[Opening Extracted material section]

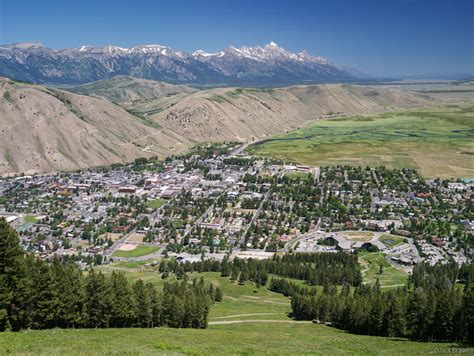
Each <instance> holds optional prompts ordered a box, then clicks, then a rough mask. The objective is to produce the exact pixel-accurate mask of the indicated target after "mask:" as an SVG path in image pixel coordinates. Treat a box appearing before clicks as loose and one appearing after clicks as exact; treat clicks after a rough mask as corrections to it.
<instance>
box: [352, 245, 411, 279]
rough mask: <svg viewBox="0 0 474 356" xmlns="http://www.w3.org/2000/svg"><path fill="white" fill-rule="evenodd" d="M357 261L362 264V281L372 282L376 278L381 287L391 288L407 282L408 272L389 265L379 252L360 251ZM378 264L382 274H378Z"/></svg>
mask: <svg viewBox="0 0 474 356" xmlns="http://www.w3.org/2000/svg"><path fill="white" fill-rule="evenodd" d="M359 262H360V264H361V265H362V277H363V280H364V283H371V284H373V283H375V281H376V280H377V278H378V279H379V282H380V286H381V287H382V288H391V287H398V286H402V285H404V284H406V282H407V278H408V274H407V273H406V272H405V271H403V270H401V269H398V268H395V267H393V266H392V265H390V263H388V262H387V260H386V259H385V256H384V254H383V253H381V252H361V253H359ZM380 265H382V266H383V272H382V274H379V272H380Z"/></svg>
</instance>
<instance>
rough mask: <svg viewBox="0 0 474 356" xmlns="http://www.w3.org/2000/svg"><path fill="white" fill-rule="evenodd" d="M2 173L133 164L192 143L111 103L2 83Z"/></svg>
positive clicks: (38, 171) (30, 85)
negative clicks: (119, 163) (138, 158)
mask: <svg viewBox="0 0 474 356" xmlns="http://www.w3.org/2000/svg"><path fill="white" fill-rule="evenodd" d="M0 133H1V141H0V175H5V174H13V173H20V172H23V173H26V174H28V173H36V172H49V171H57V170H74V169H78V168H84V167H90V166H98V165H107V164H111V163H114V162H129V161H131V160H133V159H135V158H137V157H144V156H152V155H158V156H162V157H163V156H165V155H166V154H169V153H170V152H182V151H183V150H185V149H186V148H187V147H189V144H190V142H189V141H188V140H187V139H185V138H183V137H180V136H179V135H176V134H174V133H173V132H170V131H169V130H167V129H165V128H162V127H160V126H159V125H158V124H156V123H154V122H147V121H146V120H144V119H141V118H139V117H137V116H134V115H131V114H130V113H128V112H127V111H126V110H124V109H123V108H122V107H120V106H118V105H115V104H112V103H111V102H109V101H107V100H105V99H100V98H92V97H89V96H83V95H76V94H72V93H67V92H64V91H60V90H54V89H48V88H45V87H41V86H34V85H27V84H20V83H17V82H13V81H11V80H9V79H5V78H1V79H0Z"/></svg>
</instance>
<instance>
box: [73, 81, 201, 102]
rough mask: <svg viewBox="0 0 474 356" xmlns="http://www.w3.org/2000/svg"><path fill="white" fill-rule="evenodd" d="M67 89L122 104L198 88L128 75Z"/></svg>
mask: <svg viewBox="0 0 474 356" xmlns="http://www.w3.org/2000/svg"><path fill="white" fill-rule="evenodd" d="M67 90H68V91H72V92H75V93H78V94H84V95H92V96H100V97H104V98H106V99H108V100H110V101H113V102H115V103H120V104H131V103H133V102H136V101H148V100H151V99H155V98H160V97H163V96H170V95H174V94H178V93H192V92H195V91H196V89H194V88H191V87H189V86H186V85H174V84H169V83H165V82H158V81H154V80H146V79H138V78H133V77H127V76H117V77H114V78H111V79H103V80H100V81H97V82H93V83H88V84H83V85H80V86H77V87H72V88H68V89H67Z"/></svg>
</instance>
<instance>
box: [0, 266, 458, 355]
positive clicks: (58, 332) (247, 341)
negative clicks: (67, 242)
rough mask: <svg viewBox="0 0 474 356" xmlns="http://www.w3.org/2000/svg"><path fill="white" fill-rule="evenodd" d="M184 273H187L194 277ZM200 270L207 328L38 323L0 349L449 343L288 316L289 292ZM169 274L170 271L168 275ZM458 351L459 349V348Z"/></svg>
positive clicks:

[Closing Extracted material section]

The finished copy should match the data above word for word and contain no pictures.

Each <instance> holds optional prompts ordered a box, then clicks, then a rough mask. The objective is to produce the exact pixel-accurate mask of the indicated target after "mask:" as an SVG path in image pixel coordinates. Treat a box appearing before clicks as loose and one appearing after clicks as exact; treat clicks after a rough mask as corrections to it.
<instance>
box: [352, 245, 411, 279]
rough mask: <svg viewBox="0 0 474 356" xmlns="http://www.w3.org/2000/svg"><path fill="white" fill-rule="evenodd" d="M357 261L362 264V281L372 282L376 278L381 287L391 288L407 282L408 272L389 265L379 252L360 251ZM378 264L382 274H378Z"/></svg>
mask: <svg viewBox="0 0 474 356" xmlns="http://www.w3.org/2000/svg"><path fill="white" fill-rule="evenodd" d="M359 262H360V264H361V265H362V277H363V280H364V283H371V284H373V283H375V281H376V280H377V278H378V279H379V282H380V286H381V287H382V288H391V287H398V286H402V285H404V284H406V282H407V278H408V274H407V273H406V272H405V271H403V270H401V269H398V268H395V267H393V266H392V265H390V263H388V262H387V260H386V259H385V256H384V254H383V253H381V252H361V253H359ZM380 265H382V266H383V272H382V274H379V272H380Z"/></svg>
</instance>
<instance>
rough mask: <svg viewBox="0 0 474 356" xmlns="http://www.w3.org/2000/svg"><path fill="white" fill-rule="evenodd" d="M2 173L133 164L192 143L111 103L2 83Z"/></svg>
positive clicks: (38, 171) (30, 85)
negative clicks: (119, 163) (138, 158)
mask: <svg viewBox="0 0 474 356" xmlns="http://www.w3.org/2000/svg"><path fill="white" fill-rule="evenodd" d="M0 133H1V141H0V175H5V174H13V173H20V172H23V173H26V174H28V173H36V172H49V171H57V170H74V169H78V168H84V167H90V166H98V165H107V164H111V163H114V162H129V161H131V160H133V159H135V158H137V157H144V156H152V155H158V156H162V157H163V156H165V155H166V154H169V153H170V152H182V151H183V150H185V149H186V148H187V147H189V144H190V142H189V141H188V140H187V139H185V138H183V137H180V136H179V135H176V134H174V133H173V132H170V131H169V130H167V129H165V128H162V127H160V126H159V125H158V124H156V123H154V122H147V121H146V120H144V119H141V118H139V117H137V116H134V115H131V114H130V113H128V112H127V111H126V110H124V109H123V108H122V107H120V106H118V105H115V104H112V103H111V102H109V101H107V100H105V99H100V98H92V97H89V96H83V95H76V94H72V93H67V92H64V91H60V90H54V89H48V88H45V87H41V86H34V85H27V84H20V83H17V82H13V81H11V80H9V79H5V78H1V79H0Z"/></svg>
</instance>
<instance>
box: [73, 81, 201, 102]
rough mask: <svg viewBox="0 0 474 356" xmlns="http://www.w3.org/2000/svg"><path fill="white" fill-rule="evenodd" d="M67 89L122 104L198 88L128 75Z"/></svg>
mask: <svg viewBox="0 0 474 356" xmlns="http://www.w3.org/2000/svg"><path fill="white" fill-rule="evenodd" d="M67 90H68V91H72V92H75V93H78V94H84V95H92V96H100V97H104V98H106V99H108V100H110V101H113V102H115V103H120V104H131V103H133V102H136V101H148V100H151V99H155V98H160V97H163V96H170V95H174V94H178V93H192V92H195V91H196V89H194V88H191V87H189V86H186V85H174V84H169V83H165V82H158V81H154V80H146V79H138V78H133V77H127V76H117V77H114V78H111V79H103V80H100V81H97V82H93V83H88V84H83V85H80V86H77V87H72V88H68V89H67Z"/></svg>
</instance>
<instance>
box: [0, 266, 458, 355]
positive clicks: (58, 332) (247, 341)
negative clicks: (67, 242)
rough mask: <svg viewBox="0 0 474 356" xmlns="http://www.w3.org/2000/svg"><path fill="white" fill-rule="evenodd" d="M184 273H187L194 277ZM200 270L207 328L38 323L0 349L449 343L288 316L289 292ZM169 274L170 271L168 275ZM458 351L459 349V348Z"/></svg>
positive clicks:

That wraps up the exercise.